- DOCUMENT SECTION -
** start **

PHOTOGRAPHY, 2010
C-PRINTS, COLOR, 3P. 90X130
In their work “In the Name Of”, Borjana Ventzislavova and Mladen Penev study the phenomenon of submission to various norms and ideals, as represented in the outward appearances and dress codes of representatives of three different cultural and religious groups: Orthodox Jewish men, Western men and women, and Muslim women. The project’s focus is on the way these groups represent themselves, and on how we imagine and perceive them.
Do not the mechanisms that assert strict traditional, religious, or totalitarian norms and those of a society that believes itself to be free and democratic while functioning in accordance with the laws of global capitalism lead to similar phenomena of uniformity?
In contradistinction to Western culture, the dress codes by which Orthodox Muslim or Jewish believers abide would seem to be highly standardized and not particularly multifaceted. But are we not similarly subject to a diktat, that of global capitalism and mass consumerism? Have advertising and money taken the place of faith and religion?
WORK BY:
BORJANA VENTZISLAVOVA & MLADEN PENEV
ON GOING, 2010
C-PRINTS, COLOR, 17P. 42X28 cm
_
In their work In the Name Of, Borjana Ventzislavova and Mladen Penev study the phenomenon of submission to various norms and ideals, as evidenced in the outward appearances and dress codes of representatives of three different cultural and religious groups: Orthodox Jewish men, Western men and women, and Muslim women. The project’s focus is on the way these groups represent themselves, and on how they are perceived by an outside observer, how much freedom we in fact have, between social and cultural norms and expectations, to express ourselves and our belonging to certain communities in terms of clothing.

** end **

(Excerpts of pointing data)

** start **

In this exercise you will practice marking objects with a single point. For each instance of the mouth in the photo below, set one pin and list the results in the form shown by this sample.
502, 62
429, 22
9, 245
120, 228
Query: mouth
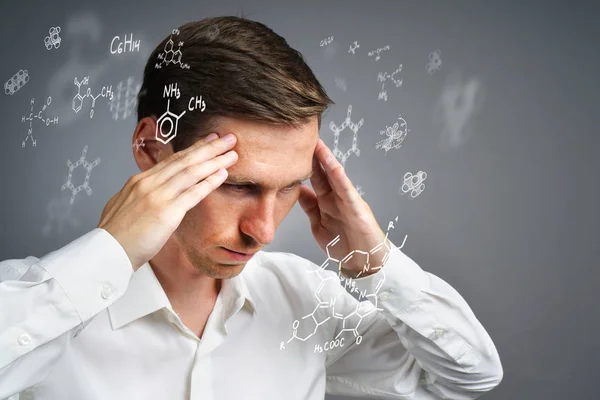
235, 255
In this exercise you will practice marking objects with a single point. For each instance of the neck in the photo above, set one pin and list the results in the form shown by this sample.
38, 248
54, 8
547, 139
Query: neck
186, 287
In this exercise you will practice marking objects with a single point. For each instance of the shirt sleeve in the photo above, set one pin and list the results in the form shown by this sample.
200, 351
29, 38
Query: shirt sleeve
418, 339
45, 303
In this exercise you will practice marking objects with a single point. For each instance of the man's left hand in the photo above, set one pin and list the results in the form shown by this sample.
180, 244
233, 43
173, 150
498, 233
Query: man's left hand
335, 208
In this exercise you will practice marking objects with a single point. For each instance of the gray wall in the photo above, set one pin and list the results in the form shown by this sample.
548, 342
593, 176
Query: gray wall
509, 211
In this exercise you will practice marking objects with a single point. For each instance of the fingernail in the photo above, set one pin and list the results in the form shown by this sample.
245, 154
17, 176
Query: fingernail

** end **

- TASK REQUIREMENTS -
Carry on the description of the photography project "In the Name Of" from the point where it stops.

- RESULT OF THIS TASK -
In the Western secular collective imagination Orthodox Muslims or Jews dress according to strict standards imposed by tradition, leading to a uniform group appearance, in contrast to individual fashion choices following various lifestyles offered by the free market and mass production in the democratic West. But do not the mechanisms of global capitalism themselves lead to phenomena of uniformity and even more accentuated homogenizing based not only on dress code, where dissent and subaltern identities are not well perceived? Even if Western individuals seem to have overcome clothing norms based on tradition, religion or gender, is their taste not subject to a command, ruled by a fashion industry producing demand through advertising and the mass media? And is not their outfit and image determined by certain ideological signs of integration and consumerism as they are supposed to represent ideas of health, mobility, flexibility, individual freedom, pluralism, liberalism and sexiness rather than real autonomy, heterogeneity and multiplicity? The work deals with the way the economic regime of the gaze tends to perceive the other (the one who does not belong to the respective group) in the limited scope of the field of vision. These perceptions are determined by generalizations based on anthropological and sociological stereotypes and their images embedded in projections and the imagination regarding the Other, which defend the beholder’s own cultural or social belonging and leads to exotization or lack of perceived difference and recognition of singular beings within another culture in which all look the same, as a result of racial, cultural, ethnic, religious reasoning overlapping with economic factors, and the system of production and distribution.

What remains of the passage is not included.